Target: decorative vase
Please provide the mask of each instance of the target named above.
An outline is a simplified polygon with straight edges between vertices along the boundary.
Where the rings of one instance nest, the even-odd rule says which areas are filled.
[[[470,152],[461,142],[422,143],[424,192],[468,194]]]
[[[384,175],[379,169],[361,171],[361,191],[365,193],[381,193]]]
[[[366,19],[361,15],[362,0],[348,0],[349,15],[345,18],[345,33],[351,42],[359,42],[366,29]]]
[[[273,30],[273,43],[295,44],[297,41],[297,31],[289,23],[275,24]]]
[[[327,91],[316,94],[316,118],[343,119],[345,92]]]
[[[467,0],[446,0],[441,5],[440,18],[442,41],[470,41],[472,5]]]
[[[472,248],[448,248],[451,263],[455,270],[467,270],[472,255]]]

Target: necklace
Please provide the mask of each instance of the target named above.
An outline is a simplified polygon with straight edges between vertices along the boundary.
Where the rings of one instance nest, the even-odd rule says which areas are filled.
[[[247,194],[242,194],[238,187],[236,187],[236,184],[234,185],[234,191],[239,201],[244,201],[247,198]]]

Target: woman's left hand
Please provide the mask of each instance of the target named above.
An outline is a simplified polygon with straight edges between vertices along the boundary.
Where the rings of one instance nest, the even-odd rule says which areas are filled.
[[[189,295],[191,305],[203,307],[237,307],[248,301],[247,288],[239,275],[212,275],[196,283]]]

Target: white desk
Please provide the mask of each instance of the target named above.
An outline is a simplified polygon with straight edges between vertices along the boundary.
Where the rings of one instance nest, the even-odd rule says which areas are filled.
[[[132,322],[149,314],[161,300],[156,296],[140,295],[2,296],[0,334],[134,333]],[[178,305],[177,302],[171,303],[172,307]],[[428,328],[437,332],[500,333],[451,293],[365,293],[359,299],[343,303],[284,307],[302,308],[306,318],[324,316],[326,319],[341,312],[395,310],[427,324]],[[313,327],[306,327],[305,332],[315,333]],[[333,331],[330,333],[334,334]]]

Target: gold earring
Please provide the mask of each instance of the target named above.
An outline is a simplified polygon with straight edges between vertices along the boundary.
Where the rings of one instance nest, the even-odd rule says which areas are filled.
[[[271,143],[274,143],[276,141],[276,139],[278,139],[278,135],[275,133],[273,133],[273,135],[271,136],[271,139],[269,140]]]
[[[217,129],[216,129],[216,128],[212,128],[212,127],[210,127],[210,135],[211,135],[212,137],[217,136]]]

________________

## What to work on
Repeat the listing above line by line, exactly as written.

## Task solution
Target: decorative vase
Please provide the mask of each instance of the target named above.
An outline is a simplified polygon with straight edges between vertices along the boundary.
Where the rings of one instance nest, the even-odd rule says which areas are filled.
[[[470,152],[461,142],[422,143],[424,192],[468,194]]]
[[[384,175],[379,169],[361,171],[361,191],[365,193],[381,193]]]
[[[366,19],[361,15],[362,0],[348,0],[349,15],[345,18],[345,33],[351,42],[359,42],[366,29]]]
[[[273,30],[273,43],[295,44],[297,41],[297,31],[289,23],[275,24]]]
[[[327,91],[316,94],[316,118],[343,119],[345,92]]]
[[[467,0],[446,0],[441,5],[440,18],[442,41],[470,41],[472,5]]]
[[[472,248],[448,248],[451,263],[455,270],[467,270],[472,255]]]

Target: necklace
Please provide the mask of each instance of the target named above.
An outline is a simplified polygon with straight edges between vertices along the boundary.
Where the rings of one instance nest, the even-odd rule says which areas are filled.
[[[247,194],[242,194],[238,187],[236,187],[236,184],[234,185],[234,191],[239,201],[244,201],[247,198]]]

Target: woman's left hand
Please provide the mask of each instance of the target named above.
An outline is a simplified polygon with straight edges between vertices along the boundary.
Where the rings of one instance nest, the even-odd rule says which areas are filled.
[[[189,295],[191,305],[203,307],[237,307],[248,301],[247,288],[239,275],[212,275],[196,283]]]

Target: white desk
Please provide the mask of each instance of the target named above.
An outline is a simplified polygon with straight edges between vertices along the boundary.
Where the rings of one instance nest, the even-odd rule says which areas are filled.
[[[132,322],[149,314],[161,300],[156,296],[140,295],[2,296],[0,334],[134,333]],[[178,305],[177,302],[171,303],[172,307]],[[428,328],[437,332],[500,333],[451,293],[365,293],[359,299],[343,303],[284,307],[302,308],[306,318],[324,316],[326,319],[341,312],[395,310],[427,324]],[[313,327],[306,327],[305,332],[315,333]],[[333,331],[330,333],[334,334]]]

Target: gold earring
Please provide the mask of each instance of the target named above.
An outline is a simplified polygon with straight edges between vertices along the boundary.
Where the rings of one instance nest, the even-odd rule says which areas are filled.
[[[271,143],[274,143],[276,141],[276,139],[278,139],[278,135],[275,133],[273,133],[273,135],[271,136],[271,139],[269,140]]]
[[[217,129],[216,129],[216,128],[212,128],[212,127],[210,127],[210,135],[211,135],[212,137],[217,136]]]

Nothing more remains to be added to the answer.